Records from a dataset:

◇ ◇ ◇

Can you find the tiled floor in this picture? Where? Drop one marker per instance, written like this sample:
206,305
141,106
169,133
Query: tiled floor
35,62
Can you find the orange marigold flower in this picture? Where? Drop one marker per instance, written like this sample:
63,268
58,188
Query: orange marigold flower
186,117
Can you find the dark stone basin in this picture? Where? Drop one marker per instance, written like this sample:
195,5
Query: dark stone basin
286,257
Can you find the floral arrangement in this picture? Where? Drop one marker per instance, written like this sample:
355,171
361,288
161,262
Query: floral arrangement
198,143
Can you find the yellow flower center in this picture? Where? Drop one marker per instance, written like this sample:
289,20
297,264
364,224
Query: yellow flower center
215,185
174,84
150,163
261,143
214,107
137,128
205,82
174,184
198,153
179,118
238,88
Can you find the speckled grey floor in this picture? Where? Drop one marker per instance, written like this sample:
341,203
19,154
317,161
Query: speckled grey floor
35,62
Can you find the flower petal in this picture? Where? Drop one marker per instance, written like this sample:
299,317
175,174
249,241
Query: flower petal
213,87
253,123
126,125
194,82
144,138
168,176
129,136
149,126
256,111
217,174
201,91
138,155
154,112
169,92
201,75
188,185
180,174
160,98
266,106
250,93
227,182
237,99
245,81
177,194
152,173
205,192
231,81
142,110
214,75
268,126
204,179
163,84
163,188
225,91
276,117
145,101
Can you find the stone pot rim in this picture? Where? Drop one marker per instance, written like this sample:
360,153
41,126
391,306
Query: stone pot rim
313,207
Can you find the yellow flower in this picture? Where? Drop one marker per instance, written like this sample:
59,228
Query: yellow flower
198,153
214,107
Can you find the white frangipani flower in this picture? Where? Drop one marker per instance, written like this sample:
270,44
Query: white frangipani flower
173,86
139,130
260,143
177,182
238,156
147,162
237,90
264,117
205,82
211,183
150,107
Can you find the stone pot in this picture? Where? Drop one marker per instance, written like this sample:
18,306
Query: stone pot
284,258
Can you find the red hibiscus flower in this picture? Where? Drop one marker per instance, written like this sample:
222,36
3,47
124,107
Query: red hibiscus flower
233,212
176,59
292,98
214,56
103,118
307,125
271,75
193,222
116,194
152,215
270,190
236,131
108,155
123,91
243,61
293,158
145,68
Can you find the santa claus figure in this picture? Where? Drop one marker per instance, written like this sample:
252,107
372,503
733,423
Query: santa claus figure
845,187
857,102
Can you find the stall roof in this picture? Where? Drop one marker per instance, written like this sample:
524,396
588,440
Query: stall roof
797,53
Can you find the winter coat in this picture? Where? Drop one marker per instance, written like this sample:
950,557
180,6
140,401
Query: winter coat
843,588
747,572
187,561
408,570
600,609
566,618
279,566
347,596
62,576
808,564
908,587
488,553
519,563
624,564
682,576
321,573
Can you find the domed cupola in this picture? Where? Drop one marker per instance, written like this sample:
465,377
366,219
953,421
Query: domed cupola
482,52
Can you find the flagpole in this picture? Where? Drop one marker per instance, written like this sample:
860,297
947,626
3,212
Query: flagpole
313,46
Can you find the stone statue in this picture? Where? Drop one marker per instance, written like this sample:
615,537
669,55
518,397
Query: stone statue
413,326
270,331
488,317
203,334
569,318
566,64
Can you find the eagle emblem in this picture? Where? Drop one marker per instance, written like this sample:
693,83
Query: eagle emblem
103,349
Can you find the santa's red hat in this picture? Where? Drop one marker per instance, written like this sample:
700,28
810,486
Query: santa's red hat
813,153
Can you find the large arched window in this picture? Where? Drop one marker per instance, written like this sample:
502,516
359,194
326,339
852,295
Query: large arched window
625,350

◇ ◇ ◇

**Work request**:
Repeat the whole of the data verbatim, as it reads above.

**Task result**:
Can you find the tiled floor in this picture? Where? Drop one marker per instance, written like this sample:
206,305
141,106
169,133
Query: tiled floor
35,62
Can you find the orange marigold flower in this picture? Where? Drop one marker per instance, written like this sample:
63,268
58,188
Query: orange marigold flower
186,117
Can you find the dark stone basin in this picture? Where? Drop one marker per instance, written like this sample:
195,5
Query: dark stone basin
286,257
Can you find the floral arrangement in this picture? Where? Drop one marker per instance, written like this sample:
355,171
361,288
161,262
Query: floral arrangement
198,143
Can you find the yellow flower center in this picture? Where? Drop one marker per instance, written like this sample:
289,20
297,264
364,224
Query: yellow flower center
215,185
174,84
150,163
261,143
214,107
137,128
205,82
174,184
198,153
179,118
238,88
Can you find the speckled grey floor in this picture? Where? Drop one marker per instance, written like this sample:
341,203
19,154
317,161
Query: speckled grey floor
35,62
Can you find the flower petal in this picture? Where? Drop one marker per instance, written like this sample:
299,317
175,174
249,241
Query: flower petal
213,87
253,123
126,125
194,82
144,138
168,176
129,136
149,126
256,111
217,174
201,91
138,155
154,112
169,92
201,75
188,185
180,174
160,98
266,106
250,93
227,182
237,99
245,81
177,194
152,173
205,192
231,81
142,110
214,75
268,126
204,179
163,84
163,188
225,91
276,117
145,101
Can you find the stone pot rim in this picture? Where? Drop one marker per instance, written like this sample:
360,153
41,126
391,306
Query: stone pot rim
313,207
Can you find the yellow flower in this picture? Where? Drop one marker per instance, written like this sample:
59,228
Query: yellow flower
198,153
214,107
Can you find the white frangipani flower in this picture? Where? Drop one marker per instance, written like this sample:
270,44
Query: white frangipani flower
173,86
139,130
260,143
177,182
238,156
147,162
237,90
264,117
205,82
211,183
150,107
Can you find the stone pot in this picture? Where? Drop one marker per instance, written like this sample:
18,306
Query: stone pot
284,258
Can you find the red hibiscus flower in this picture? Where? Drop one marker per instance, written like this sample:
222,36
3,47
124,107
Query: red hibiscus flower
233,212
176,59
292,98
214,56
103,118
307,125
271,75
193,222
116,194
152,215
270,190
236,131
108,155
123,91
243,61
293,158
145,68
Can you find the santa claus figure in this picture? Where? Drop one marker per instance, written like this sample:
252,107
372,503
733,423
Query: santa claus figure
845,187
857,102
Can you find the stall roof in this picture? Where? Drop one marker per instance, written like this sample:
524,396
588,440
Query: stall roof
797,53
Can you find the winter coat in this picture? Where? Drop one marker per instance, written like this sample:
950,557
180,6
140,401
Query: winter coat
843,588
747,572
187,561
408,570
600,609
566,618
279,566
347,596
62,576
808,564
908,587
488,553
519,563
624,564
682,576
321,573
Can you find the domed cupola in this picture? Where? Drop one marker per instance, written like this sample:
465,377
366,219
953,421
Query: domed cupola
482,52
Can you find the flagpole in this picture? Where? Drop one marker per instance, written like this sample:
860,297
947,626
3,212
Query: flagpole
313,46
Can you find the stone statue in this picture? Where? Drop one marker per instance, written like this sample:
615,537
669,55
518,397
Query: stone statue
413,326
270,331
488,317
203,334
569,318
566,64
Can you find the eagle emblem in this picture? Where? Drop one marker per instance, written like this sample:
693,83
Query: eagle emblem
103,349
Can you find the santa's red hat in this picture? Where? Drop one marker per instance, written like this sample:
700,28
810,486
Query: santa's red hat
813,153
Can you find the large arched window in this picture? Where? Drop one marker per instance, written like this sample:
502,516
359,194
326,339
852,295
Query: large arched window
625,350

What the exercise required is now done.